Data records:
···
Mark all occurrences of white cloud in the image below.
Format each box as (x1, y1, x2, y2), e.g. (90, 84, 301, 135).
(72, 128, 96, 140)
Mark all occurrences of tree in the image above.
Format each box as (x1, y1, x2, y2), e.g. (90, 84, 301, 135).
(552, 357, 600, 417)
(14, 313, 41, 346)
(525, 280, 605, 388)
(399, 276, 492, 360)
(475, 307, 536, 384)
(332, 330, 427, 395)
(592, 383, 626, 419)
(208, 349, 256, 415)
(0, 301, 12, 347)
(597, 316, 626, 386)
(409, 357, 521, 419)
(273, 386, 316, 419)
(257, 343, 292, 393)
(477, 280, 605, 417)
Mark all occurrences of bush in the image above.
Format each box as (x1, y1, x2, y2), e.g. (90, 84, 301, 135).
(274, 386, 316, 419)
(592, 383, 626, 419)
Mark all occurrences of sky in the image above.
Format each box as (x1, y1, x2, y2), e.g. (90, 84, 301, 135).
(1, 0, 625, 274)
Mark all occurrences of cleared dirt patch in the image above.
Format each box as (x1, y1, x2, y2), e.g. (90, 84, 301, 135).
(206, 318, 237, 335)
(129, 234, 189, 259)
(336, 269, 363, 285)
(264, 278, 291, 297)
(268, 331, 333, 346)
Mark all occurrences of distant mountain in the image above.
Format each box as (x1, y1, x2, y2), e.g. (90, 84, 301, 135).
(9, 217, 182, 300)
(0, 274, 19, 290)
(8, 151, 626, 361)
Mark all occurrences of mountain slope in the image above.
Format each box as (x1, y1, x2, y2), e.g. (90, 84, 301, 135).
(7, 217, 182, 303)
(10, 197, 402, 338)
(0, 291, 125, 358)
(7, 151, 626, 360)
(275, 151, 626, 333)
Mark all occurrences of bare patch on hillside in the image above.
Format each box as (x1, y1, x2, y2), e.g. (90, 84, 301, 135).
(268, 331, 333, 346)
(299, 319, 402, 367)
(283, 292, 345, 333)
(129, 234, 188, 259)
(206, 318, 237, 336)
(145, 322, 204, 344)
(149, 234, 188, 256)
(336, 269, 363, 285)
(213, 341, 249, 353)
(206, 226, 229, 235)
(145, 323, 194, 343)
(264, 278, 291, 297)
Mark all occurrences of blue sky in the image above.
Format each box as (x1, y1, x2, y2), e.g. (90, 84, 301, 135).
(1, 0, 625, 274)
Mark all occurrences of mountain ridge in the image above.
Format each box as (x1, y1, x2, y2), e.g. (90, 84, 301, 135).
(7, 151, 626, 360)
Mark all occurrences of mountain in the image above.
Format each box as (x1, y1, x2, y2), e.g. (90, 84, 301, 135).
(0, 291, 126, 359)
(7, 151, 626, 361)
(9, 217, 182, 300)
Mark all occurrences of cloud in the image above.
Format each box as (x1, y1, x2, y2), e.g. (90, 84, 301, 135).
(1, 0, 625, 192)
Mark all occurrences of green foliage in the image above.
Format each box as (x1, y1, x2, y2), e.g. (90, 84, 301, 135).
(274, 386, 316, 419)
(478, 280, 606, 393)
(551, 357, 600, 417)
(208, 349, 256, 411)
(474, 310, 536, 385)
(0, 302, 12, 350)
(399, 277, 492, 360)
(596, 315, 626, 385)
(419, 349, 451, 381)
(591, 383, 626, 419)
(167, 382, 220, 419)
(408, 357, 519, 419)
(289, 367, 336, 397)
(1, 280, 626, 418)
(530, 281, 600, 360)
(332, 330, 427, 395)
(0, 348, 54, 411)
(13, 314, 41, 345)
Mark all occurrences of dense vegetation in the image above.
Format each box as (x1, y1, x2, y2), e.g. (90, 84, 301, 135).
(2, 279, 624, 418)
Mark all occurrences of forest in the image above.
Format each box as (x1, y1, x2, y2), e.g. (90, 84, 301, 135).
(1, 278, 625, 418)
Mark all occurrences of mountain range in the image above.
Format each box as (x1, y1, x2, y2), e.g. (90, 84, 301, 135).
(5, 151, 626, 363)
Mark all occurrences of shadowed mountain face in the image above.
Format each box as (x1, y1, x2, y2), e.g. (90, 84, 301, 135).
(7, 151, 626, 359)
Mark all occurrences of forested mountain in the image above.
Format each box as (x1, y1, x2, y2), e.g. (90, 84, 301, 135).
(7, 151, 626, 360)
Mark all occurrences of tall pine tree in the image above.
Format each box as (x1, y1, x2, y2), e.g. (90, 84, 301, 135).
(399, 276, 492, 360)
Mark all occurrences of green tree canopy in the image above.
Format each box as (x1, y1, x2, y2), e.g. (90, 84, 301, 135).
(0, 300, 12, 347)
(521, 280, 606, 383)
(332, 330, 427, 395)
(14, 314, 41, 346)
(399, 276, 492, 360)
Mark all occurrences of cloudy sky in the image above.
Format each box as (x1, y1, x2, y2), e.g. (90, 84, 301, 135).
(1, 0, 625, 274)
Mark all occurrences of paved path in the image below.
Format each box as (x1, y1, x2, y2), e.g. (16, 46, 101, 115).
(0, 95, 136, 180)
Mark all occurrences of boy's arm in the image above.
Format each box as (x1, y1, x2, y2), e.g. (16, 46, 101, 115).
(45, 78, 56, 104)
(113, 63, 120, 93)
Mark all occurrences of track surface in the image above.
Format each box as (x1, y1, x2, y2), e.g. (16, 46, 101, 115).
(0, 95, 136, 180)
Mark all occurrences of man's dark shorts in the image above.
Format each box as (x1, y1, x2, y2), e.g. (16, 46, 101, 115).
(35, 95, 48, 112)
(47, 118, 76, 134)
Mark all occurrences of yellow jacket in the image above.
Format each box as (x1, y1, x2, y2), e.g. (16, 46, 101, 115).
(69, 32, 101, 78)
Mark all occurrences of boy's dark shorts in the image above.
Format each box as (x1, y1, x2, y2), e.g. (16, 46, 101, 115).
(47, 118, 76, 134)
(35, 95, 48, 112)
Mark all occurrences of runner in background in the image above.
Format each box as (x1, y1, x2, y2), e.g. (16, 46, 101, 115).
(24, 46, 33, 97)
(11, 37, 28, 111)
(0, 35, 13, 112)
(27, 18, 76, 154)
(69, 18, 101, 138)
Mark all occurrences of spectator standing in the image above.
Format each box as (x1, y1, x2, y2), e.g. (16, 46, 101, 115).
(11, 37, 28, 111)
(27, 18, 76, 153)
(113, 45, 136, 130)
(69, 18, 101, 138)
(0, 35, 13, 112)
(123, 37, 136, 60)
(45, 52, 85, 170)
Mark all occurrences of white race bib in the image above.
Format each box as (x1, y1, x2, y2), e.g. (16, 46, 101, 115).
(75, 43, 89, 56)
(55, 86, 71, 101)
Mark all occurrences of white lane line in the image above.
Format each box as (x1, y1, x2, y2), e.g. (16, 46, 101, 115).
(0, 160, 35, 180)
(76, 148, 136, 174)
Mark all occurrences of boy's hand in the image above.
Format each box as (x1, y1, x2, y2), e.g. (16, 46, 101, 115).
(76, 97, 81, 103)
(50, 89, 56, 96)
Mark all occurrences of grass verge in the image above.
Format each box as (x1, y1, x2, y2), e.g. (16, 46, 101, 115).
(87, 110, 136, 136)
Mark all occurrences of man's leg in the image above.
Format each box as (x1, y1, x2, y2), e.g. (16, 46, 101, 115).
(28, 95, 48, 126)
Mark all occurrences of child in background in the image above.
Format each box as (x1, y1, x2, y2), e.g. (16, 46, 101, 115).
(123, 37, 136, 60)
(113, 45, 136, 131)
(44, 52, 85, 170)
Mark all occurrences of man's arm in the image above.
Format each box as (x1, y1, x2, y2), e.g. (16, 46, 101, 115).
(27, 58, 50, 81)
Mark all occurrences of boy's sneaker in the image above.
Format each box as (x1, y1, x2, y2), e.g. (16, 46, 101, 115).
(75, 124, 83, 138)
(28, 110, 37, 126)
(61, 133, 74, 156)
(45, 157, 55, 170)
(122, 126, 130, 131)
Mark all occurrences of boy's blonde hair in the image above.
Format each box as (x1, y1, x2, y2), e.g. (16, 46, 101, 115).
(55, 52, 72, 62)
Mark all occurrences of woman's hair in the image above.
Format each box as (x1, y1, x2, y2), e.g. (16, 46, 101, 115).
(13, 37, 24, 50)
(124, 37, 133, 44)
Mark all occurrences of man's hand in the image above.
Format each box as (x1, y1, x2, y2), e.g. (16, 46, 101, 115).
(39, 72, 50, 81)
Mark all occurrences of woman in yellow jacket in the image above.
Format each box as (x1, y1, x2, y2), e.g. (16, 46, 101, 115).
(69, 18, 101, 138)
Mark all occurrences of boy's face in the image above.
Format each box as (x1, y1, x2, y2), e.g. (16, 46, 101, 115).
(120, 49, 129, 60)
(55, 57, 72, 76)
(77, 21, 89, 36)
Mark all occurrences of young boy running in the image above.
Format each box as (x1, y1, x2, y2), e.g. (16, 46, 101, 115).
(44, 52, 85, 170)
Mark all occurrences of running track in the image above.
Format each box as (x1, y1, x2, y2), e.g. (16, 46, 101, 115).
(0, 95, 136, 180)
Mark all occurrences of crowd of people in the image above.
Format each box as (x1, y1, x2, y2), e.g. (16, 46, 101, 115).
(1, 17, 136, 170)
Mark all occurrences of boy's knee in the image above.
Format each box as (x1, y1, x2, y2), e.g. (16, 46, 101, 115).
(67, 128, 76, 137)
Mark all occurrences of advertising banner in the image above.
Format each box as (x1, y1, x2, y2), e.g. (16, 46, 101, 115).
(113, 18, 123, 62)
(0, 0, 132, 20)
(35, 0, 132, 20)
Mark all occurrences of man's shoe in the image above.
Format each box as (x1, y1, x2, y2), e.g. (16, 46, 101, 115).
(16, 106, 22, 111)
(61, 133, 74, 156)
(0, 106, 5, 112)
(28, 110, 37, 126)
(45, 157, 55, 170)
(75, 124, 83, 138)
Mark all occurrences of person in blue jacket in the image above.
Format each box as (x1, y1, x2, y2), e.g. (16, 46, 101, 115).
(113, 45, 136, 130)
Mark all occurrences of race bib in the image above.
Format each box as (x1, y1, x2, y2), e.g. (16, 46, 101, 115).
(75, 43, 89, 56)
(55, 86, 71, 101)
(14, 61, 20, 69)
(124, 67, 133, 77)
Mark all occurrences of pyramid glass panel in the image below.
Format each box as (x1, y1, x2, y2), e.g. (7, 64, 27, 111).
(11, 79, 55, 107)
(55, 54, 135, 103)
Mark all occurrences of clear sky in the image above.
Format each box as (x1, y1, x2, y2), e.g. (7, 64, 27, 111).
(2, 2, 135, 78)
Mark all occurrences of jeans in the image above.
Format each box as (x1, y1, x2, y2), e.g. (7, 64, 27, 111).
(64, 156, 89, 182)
···
Please copy the lines above from the line with "Mark all occurrences of child" up to and including the line with "Mark all occurrences of boy's face", exactly as written and with nothing else.

Mark all occurrences of child in background in the image above.
Format each box as (x1, y1, x2, y2), e.g. (16, 46, 101, 115).
(123, 37, 136, 60)
(113, 45, 136, 131)
(44, 52, 85, 170)
Mark all occurrences of man's arm in the image above.
Format each box as (x1, y1, x2, y2), e.g. (16, 46, 101, 115).
(27, 58, 50, 81)
Mark all occurrences of boy's sneaker in the image above.
Format each box as (x1, y1, x2, y2), e.g. (16, 46, 101, 115).
(75, 124, 83, 138)
(28, 110, 37, 126)
(61, 133, 74, 156)
(45, 157, 55, 170)
(122, 126, 130, 131)
Mark all occurrences of boy's blonde hair in the image above.
Format each box as (x1, y1, x2, y2), e.g. (16, 46, 101, 115).
(55, 52, 72, 62)
Mark all occurrences of woman's hair in the image above.
Format each box as (x1, y1, x2, y2), e.g. (16, 46, 101, 115).
(13, 37, 24, 50)
(124, 37, 133, 44)
Mark all occurrences of man's hand in the image above.
Format each box as (x1, y1, x2, y2), e.g. (16, 46, 101, 115).
(39, 72, 50, 81)
Mark all occurrences of woman in yellow jacket in the image above.
Format each box as (x1, y1, x2, y2), e.g. (16, 46, 101, 115).
(69, 18, 101, 138)
Mark all occurrences of boy's face in the image above.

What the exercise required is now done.